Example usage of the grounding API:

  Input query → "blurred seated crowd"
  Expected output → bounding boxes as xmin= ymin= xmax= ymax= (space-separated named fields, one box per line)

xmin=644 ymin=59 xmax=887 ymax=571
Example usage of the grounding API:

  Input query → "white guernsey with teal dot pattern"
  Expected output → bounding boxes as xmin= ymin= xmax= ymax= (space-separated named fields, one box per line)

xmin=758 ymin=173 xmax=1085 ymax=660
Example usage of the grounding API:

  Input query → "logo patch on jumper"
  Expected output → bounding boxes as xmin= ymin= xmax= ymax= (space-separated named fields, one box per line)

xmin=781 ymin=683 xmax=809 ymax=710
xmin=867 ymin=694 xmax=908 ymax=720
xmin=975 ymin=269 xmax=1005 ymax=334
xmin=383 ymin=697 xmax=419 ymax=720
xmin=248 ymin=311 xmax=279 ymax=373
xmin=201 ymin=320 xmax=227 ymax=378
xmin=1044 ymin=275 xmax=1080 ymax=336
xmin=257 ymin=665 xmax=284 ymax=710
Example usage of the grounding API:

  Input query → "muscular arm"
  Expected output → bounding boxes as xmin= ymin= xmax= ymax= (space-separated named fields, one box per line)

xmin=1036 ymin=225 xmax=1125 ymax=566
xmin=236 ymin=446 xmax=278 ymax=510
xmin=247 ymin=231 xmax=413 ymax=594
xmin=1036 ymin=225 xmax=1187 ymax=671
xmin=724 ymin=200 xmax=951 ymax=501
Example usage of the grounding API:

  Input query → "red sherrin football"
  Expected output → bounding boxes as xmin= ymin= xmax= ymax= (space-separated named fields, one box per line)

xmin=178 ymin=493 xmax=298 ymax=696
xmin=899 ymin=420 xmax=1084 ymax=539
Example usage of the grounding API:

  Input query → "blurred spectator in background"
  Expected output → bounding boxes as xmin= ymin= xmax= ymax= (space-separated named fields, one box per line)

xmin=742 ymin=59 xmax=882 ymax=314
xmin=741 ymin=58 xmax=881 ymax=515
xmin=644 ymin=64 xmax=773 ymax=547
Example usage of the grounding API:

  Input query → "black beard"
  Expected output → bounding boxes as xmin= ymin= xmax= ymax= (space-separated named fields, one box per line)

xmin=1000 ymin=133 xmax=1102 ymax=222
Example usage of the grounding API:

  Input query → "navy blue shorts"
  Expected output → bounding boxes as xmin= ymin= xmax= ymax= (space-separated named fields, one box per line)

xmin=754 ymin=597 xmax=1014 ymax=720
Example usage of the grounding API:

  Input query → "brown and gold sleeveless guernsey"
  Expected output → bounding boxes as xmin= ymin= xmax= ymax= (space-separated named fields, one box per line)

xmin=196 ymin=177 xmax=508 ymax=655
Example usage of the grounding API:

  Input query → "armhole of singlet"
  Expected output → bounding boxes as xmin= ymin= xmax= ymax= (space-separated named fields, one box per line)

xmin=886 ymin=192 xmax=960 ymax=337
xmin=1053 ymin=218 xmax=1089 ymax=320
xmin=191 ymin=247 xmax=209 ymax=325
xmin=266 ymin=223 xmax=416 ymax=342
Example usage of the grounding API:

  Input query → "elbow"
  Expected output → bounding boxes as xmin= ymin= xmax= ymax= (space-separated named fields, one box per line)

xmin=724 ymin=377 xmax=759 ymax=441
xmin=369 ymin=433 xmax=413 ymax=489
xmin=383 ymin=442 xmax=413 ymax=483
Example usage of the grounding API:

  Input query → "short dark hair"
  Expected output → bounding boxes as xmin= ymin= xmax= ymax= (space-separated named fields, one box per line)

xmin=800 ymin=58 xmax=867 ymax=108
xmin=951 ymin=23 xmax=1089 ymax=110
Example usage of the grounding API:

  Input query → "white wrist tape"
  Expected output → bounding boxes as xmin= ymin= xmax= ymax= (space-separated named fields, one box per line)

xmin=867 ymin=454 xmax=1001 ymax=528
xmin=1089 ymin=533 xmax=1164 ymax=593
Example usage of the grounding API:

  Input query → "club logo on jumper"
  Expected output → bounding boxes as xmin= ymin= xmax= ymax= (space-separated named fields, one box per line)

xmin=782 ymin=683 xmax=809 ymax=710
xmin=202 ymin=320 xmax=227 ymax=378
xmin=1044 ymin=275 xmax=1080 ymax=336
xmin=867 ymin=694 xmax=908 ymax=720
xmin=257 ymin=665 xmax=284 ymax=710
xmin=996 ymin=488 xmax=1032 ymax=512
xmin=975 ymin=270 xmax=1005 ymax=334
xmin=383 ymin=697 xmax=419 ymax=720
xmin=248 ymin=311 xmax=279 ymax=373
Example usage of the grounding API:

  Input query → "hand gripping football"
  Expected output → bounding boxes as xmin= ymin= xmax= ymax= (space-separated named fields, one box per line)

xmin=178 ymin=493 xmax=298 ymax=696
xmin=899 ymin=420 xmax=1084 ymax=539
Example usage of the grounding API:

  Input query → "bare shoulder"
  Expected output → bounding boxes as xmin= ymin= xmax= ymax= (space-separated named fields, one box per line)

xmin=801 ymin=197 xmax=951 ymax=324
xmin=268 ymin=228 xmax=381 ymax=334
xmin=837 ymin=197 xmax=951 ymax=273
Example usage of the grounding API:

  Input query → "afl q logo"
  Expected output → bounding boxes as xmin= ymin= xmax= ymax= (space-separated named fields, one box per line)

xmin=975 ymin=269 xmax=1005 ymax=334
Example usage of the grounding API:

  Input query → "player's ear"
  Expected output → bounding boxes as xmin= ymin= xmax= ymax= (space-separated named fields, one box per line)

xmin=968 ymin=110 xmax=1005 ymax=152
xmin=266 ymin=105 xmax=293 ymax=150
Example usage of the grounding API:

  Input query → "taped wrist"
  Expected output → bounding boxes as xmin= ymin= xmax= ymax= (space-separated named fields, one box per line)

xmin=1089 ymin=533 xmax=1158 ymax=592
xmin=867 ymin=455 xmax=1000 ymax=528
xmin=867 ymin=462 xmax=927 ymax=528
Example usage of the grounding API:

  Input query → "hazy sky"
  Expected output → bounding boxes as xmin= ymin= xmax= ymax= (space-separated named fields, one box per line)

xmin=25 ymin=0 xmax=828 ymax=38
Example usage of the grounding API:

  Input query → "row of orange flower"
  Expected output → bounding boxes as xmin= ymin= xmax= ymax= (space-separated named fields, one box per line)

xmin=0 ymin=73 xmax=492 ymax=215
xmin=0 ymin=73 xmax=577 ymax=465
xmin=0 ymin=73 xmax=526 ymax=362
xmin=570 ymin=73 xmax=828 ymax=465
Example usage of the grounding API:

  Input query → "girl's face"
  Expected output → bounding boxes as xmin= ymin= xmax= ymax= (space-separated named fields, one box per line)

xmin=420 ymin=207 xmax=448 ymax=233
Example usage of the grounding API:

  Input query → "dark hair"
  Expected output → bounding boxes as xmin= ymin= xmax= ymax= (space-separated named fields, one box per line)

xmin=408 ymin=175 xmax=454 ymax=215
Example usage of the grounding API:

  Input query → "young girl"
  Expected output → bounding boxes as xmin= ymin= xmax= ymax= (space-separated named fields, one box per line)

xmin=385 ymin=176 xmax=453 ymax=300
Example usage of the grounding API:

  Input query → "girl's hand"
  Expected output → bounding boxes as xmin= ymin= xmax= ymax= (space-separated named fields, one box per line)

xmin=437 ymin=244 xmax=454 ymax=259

Do this: Please count the lines above that contain the word "jumper" and reply with the number alone.

Expected answer: 2